[Records from a data source]
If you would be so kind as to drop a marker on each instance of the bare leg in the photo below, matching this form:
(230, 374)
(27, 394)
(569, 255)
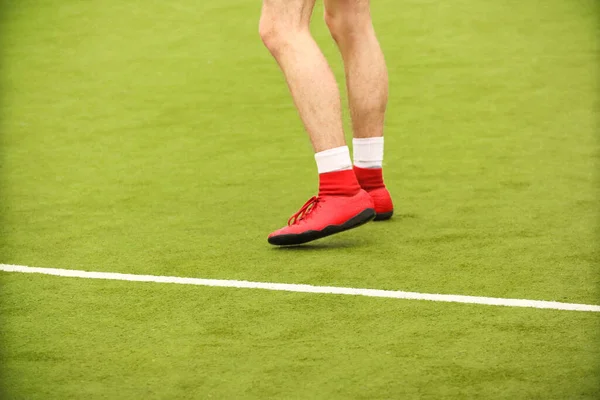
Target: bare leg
(284, 29)
(349, 22)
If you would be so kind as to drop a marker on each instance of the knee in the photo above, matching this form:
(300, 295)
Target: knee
(348, 23)
(275, 32)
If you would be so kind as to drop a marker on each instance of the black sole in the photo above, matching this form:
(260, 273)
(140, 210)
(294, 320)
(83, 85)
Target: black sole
(288, 240)
(383, 216)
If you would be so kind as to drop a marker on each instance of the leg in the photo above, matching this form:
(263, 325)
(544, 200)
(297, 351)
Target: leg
(284, 29)
(341, 203)
(349, 22)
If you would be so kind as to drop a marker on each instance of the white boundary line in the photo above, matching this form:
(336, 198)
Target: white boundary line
(450, 298)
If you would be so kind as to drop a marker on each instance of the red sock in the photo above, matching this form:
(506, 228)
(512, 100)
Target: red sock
(338, 183)
(369, 178)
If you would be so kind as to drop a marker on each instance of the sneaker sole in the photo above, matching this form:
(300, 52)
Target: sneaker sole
(383, 216)
(299, 238)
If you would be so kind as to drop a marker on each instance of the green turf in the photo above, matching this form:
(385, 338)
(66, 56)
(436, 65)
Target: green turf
(159, 138)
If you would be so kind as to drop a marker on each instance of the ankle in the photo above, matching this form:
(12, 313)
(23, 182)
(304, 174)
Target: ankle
(369, 178)
(338, 183)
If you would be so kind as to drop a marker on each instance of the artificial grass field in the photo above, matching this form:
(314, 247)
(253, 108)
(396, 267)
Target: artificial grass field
(159, 138)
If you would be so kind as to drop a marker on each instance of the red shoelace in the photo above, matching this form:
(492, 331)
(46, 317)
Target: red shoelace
(304, 211)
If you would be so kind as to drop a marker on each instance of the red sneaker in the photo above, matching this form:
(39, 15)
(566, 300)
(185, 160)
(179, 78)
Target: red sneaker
(333, 211)
(371, 180)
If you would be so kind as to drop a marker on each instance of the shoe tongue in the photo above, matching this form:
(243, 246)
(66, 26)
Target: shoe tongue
(338, 183)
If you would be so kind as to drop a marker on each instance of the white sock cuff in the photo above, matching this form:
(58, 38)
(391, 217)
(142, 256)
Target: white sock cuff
(336, 159)
(368, 152)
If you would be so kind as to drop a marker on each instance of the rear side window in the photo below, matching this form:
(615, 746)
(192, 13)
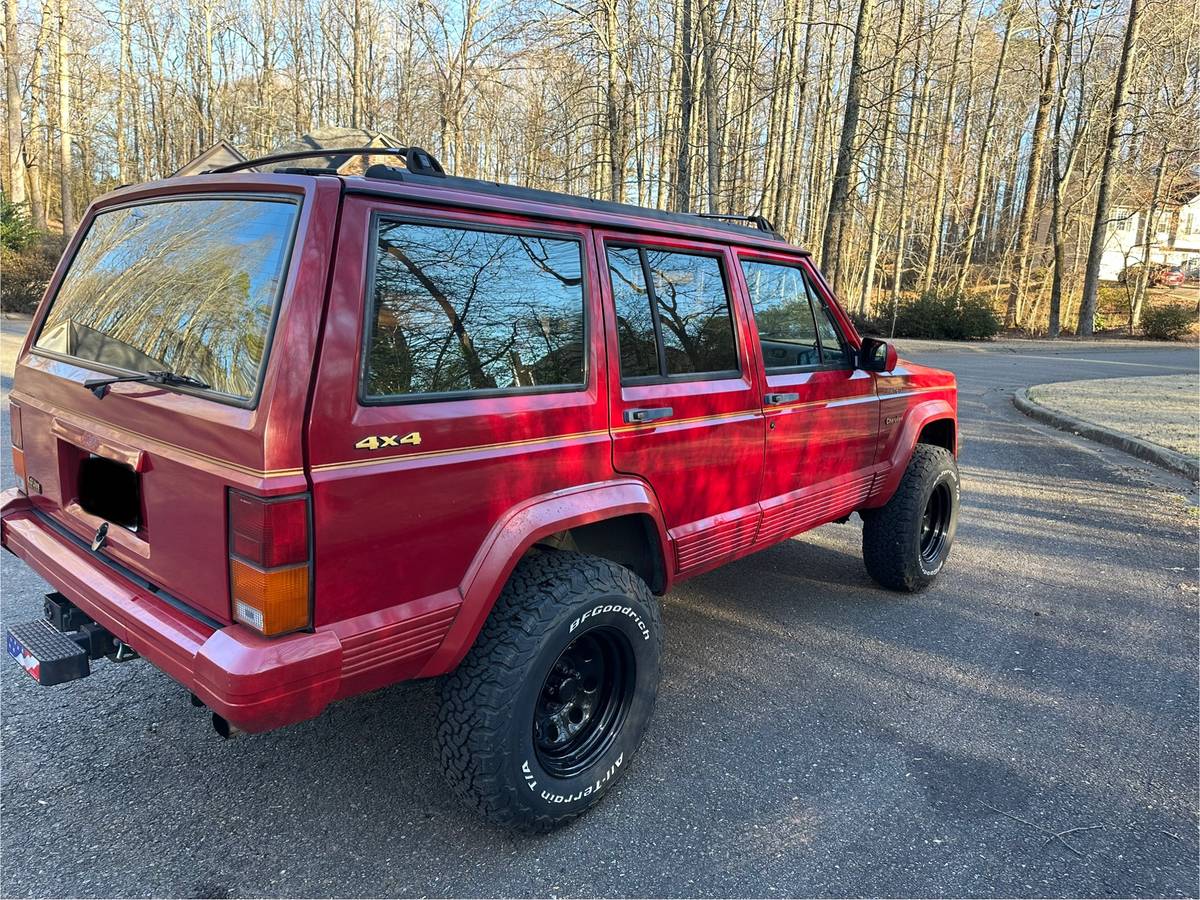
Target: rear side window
(673, 315)
(457, 311)
(796, 329)
(186, 286)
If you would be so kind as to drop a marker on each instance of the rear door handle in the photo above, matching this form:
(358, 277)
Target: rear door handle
(774, 400)
(647, 415)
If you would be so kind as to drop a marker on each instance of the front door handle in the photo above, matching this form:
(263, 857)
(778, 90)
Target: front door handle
(648, 415)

(What you are asked to do)
Every line from the one containing "the red sock" through the end of the listing is to be copied exactly; the pictures are not.

(Written response)
If you would be so kind as to drop a marker on each instance of the red sock in the photo above, matching this form:
(506, 228)
(512, 100)
Target: red sock
(338, 183)
(369, 178)
If you would be so kind as to drop a marker on each instance of the sneaker sole in the photo above, matching this form:
(300, 52)
Target: sneaker sole
(383, 216)
(299, 238)
If you would be so kind as to drop a marker on each instance of the green turf in the photo above, matching this form:
(385, 338)
(66, 56)
(436, 65)
Target: green turf
(159, 138)
If you would be so kind as to drop a marker on each instance of the ankle in the photo above, matching this form:
(12, 313)
(23, 182)
(304, 174)
Target: ankle
(369, 178)
(338, 183)
If you would be so kind as to drop a marker on each instance of the artificial grass field in the photo above, matching this form:
(314, 247)
(253, 108)
(396, 267)
Target: artificial grass field
(159, 138)
If you would be so kind as to drop a marker on each instance of the red shoelace in the photo above, matching this form:
(492, 331)
(46, 317)
Target: red shoelace
(304, 211)
If you would be so kind as to drop a marker on each instance of the red sneaker in the photo above, matching this form:
(39, 15)
(566, 300)
(185, 160)
(179, 78)
Target: red sneaker
(333, 211)
(371, 180)
If you would be so kind as to drop a marker on each instance of the shoe tongue in the photo above, matching this form:
(243, 246)
(66, 26)
Target: shoe tongue
(338, 183)
If you would be so kind as to drop a marker on each instance of the white sock cuff in the photo above, matching this form:
(58, 38)
(391, 217)
(142, 256)
Target: white sock cuff
(336, 159)
(368, 152)
If you would be so kind as to drop a marker on each instance of the rear side window in the photo below, matching this form:
(615, 746)
(192, 13)
Target: rear side window
(673, 315)
(457, 311)
(796, 329)
(186, 286)
If you would be so kind as to drop a marker on each instance of the rear door handle in the photo above, matching this form:
(358, 277)
Target: rear door handle
(774, 400)
(647, 415)
If you would be so kind as to drop a marker on each instance of the front door handle in the photo above, matching this form:
(263, 857)
(778, 90)
Target: front door handle
(648, 415)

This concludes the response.